## Material to process
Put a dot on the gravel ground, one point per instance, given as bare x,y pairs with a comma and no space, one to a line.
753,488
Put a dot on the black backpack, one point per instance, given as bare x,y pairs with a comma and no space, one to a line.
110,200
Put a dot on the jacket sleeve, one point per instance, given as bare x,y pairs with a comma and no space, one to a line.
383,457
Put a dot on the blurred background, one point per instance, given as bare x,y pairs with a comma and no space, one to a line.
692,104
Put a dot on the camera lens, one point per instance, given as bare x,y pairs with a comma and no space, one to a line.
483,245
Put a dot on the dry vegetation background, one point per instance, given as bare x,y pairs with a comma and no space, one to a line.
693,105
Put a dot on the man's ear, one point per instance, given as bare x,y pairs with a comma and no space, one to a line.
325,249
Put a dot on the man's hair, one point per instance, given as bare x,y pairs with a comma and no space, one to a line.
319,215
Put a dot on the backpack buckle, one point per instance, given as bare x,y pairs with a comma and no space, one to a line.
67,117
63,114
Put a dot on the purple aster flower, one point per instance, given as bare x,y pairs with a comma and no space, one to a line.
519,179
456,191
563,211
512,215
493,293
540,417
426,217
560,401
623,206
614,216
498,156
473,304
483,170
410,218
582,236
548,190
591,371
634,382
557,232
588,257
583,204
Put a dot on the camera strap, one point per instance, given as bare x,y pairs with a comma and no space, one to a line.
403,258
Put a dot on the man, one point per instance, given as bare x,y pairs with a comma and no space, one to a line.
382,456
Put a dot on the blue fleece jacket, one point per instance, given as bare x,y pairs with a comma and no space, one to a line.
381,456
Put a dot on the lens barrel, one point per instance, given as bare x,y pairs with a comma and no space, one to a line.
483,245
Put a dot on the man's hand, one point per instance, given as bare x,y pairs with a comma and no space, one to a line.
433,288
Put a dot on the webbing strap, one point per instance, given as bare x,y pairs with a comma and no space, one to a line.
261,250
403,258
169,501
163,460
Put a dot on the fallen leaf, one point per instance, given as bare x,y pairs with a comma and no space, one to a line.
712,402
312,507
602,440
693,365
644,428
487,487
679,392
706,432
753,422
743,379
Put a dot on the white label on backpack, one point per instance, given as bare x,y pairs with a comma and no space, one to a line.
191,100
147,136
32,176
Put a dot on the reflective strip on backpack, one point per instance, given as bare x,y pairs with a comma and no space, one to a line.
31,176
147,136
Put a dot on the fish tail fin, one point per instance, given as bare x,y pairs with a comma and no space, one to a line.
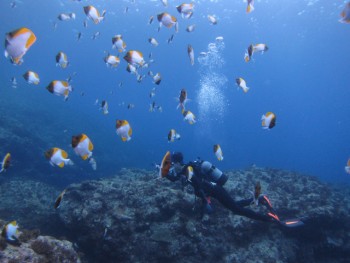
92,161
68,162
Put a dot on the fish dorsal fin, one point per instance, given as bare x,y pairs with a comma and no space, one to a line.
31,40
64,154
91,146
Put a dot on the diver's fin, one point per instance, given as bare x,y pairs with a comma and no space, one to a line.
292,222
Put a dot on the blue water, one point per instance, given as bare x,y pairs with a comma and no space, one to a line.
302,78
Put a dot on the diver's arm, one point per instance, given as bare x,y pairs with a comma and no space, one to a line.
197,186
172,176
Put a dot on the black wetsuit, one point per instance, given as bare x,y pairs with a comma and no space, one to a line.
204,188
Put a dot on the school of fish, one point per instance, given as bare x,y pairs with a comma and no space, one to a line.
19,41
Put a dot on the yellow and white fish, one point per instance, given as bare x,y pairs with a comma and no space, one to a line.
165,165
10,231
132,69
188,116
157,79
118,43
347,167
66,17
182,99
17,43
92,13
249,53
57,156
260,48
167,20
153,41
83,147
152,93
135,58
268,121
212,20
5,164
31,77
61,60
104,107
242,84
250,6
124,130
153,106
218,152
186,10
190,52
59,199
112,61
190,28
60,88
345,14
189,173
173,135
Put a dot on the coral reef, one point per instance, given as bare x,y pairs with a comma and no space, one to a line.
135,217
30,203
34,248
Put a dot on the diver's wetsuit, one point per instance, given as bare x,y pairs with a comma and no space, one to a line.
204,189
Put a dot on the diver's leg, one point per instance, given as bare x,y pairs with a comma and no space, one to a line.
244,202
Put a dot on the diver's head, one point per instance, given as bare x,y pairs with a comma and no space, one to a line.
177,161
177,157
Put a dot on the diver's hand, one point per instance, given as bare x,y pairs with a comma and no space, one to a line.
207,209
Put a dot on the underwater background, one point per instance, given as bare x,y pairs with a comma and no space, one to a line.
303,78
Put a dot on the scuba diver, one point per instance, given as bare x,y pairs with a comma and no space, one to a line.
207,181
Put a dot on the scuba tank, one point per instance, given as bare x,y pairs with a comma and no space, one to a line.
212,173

## Exercise description
The line containing "Put a dot on the underwater" and all lines after it, through the end of the entries above, are to be returned exactly and alone.

## Written reply
Put a dot on the underwater background, one point per instance, given as bare x,y pairs with a comma and no space, one to a line.
303,78
Put a dot on the scuba diver, one point per instance, given as bare x,y pairs with a comma and no space, one to a line.
207,181
Put a dot on the scuba tank, one point per instance, given as bare x,y pairs with a comma and no space, one to a line.
212,173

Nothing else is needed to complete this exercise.